By May 8, 1998, a settlement was reached, just as the jury was set to begin deliberations. The tobacco companies said they'd been unable to get a fair trial.
"And the jury, of course, was very upset, because they wanted to deliberate," said Ciresi. "And that was the hardest thing, I think, was coming in in front of that jury and telling them that the case was resolved. But you know, it was — we got all the relief that we wanted, we got all the documents out."
And Minnesota got more than $6 billion.
"And it can be more than that. It goes on forever, in perpetuity, as long as the industry is selling product," said Ciresi. "The formula is that they would get up to $200 million a year, but it's based on the profitability of the industry and what the volume of sales are. And of course, the volume of sales have been going down because of everything we got out during that case."
Even though no verdict was reached, the settlement was widely hailed as a win for the state and Blue Cross and Blue Shield, and a loss for the tobacco industry.
"They have surrendered, and they have surrendered on our terms," said former Minnesota Attorney General Skip Humphrey after the settlement was announced. "These are truly groundbreaking terms that will expose the full truth to the public, recover record amounts for taxpayers, impose tough reforms on the industry, and most important: protect the future generations of our children."

• SUPPLIED MATERIAL:
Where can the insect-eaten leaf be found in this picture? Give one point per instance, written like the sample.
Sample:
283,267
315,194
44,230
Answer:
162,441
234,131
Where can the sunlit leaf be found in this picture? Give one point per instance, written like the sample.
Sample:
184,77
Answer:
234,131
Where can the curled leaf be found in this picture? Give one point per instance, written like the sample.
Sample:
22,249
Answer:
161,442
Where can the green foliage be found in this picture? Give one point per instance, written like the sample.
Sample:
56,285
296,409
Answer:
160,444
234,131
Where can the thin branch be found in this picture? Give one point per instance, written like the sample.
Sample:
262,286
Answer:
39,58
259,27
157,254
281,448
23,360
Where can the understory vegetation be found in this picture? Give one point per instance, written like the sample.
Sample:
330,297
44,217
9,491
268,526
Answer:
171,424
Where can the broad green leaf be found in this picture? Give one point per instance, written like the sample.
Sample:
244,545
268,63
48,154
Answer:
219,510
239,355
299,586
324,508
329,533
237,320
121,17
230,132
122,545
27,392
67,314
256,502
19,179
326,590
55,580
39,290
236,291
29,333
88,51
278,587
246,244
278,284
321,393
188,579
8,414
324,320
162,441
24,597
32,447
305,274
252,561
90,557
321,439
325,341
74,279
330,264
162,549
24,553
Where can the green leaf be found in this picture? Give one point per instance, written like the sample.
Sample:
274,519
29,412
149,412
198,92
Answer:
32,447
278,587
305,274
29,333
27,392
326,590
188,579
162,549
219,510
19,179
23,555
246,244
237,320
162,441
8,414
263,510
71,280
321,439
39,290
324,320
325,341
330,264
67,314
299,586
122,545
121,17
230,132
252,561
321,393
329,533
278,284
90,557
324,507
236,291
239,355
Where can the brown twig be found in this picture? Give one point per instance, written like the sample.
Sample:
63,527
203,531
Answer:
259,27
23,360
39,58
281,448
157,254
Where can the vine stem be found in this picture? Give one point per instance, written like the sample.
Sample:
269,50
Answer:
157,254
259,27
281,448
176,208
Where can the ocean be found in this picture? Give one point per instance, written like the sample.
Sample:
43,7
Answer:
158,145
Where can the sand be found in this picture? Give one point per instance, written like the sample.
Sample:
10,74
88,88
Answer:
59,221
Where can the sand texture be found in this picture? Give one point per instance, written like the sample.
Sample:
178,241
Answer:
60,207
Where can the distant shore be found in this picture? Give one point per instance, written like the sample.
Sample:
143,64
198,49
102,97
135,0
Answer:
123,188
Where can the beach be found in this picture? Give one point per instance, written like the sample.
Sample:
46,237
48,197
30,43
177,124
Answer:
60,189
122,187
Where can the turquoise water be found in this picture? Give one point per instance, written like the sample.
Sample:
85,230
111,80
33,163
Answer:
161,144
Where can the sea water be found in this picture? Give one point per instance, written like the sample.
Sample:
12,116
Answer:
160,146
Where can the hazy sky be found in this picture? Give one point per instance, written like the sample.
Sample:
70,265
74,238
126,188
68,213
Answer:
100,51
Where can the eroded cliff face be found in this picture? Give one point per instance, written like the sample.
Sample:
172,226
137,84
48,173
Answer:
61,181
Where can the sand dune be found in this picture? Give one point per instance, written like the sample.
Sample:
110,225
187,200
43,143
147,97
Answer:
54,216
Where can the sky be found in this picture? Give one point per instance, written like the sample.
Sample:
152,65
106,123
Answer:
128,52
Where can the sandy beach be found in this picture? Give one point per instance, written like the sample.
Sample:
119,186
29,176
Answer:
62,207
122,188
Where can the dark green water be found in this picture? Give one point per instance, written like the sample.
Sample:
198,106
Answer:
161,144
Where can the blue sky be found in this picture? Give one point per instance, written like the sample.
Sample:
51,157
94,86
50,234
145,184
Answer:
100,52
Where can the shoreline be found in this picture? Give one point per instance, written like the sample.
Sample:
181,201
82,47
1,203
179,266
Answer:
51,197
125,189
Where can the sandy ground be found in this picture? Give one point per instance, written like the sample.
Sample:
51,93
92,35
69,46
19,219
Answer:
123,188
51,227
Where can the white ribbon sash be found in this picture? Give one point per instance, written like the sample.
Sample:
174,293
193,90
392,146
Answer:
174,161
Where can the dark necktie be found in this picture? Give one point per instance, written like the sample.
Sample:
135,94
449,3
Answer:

• WHAT THE TASK ASKS:
Quote the passage above about the Minnesota tobacco settlement word for word, from "By May 8, 1998, a" up to and including "a fair trial.".

• SOLUTION FOR THIS TASK:
By May 8, 1998, a settlement was reached, just as the jury was set to begin deliberations. The tobacco companies said they'd been unable to get a fair trial.